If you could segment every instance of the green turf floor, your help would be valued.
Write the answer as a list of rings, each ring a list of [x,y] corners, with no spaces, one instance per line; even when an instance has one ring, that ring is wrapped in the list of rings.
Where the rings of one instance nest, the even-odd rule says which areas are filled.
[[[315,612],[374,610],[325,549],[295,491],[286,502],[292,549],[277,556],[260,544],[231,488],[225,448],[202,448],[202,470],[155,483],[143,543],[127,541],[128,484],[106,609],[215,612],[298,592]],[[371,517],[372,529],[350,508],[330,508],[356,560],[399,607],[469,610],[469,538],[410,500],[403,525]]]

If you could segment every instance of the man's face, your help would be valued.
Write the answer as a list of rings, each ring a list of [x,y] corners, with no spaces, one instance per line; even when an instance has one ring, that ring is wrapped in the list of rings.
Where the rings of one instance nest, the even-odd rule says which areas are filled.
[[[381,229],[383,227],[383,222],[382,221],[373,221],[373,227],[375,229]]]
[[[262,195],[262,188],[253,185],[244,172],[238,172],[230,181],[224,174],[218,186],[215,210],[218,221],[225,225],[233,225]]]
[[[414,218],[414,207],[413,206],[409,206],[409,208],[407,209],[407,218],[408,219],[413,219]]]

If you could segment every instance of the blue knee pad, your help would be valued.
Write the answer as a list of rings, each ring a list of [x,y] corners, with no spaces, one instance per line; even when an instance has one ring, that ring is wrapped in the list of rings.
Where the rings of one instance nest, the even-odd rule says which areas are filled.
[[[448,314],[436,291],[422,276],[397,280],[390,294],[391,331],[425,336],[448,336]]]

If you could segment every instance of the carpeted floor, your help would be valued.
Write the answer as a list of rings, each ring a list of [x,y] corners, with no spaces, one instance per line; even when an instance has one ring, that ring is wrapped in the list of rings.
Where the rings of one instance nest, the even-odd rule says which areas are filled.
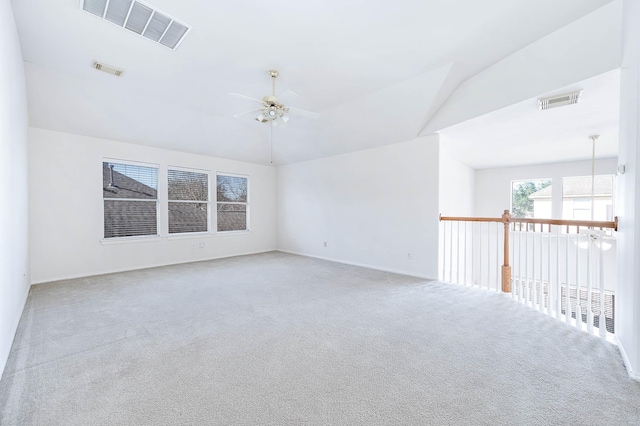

+++

▶ **ASSIGNED TASK**: Give the listing again word for word. Skip any pictures.

▶ **PROBLEM SOLUTION**:
If you could segment every instance of the green turf floor, your help would be valued.
Write the answer as a list of rings, each ring a list of [x,y] corners, with no spaces, one instance per line; even when an instance has one ring, that ring is wrapped in the list of rings.
Where the rings of one instance nest, the even-odd rule says which areas are filled.
[[[315,612],[374,610],[325,549],[295,491],[286,502],[292,549],[277,556],[260,544],[231,488],[225,448],[202,448],[202,470],[155,483],[143,543],[127,541],[128,484],[106,609],[215,612],[298,592]],[[371,517],[372,529],[350,508],[330,508],[356,560],[399,607],[469,610],[469,538],[410,500],[403,525]]]

If you could segment every instance of the man's face, your help would be valued.
Write the answer as a list of rings, each ring a list of [x,y] corners, with no spaces, one instance per line; even when an instance has one ring, that ring is wrapped in the list of rings.
Where the rings of one instance nest, the even-odd rule says which areas are filled.
[[[381,229],[383,227],[383,222],[382,221],[373,221],[373,227],[375,229]]]
[[[262,195],[262,188],[253,185],[244,172],[238,172],[230,181],[224,174],[218,186],[215,210],[218,221],[225,225],[233,225]]]
[[[414,218],[414,207],[413,206],[409,206],[409,208],[407,209],[407,218],[408,219],[413,219]]]

If you could segment every instance of the blue knee pad, your help would be valued.
Write the answer as a list of rings, each ring a list of [x,y] corners, with no spaces, one instance per line; even when an instance has one ring, that ring is wrapped in the list of rings.
Where the rings of one instance nest, the even-odd rule says which areas are filled.
[[[448,314],[436,291],[422,276],[397,280],[390,294],[391,331],[425,336],[448,336]]]

If you could segment every instance of the carpeted floor, your help would be valued.
Write the answer as a list of rings, each ring a list of [x,y] corners, with no spaces, one instance per line; even when an instance has one ring, that ring is wrapped in the list of rings.
Where the rings of one instance nest, the even-odd rule says which areas are filled.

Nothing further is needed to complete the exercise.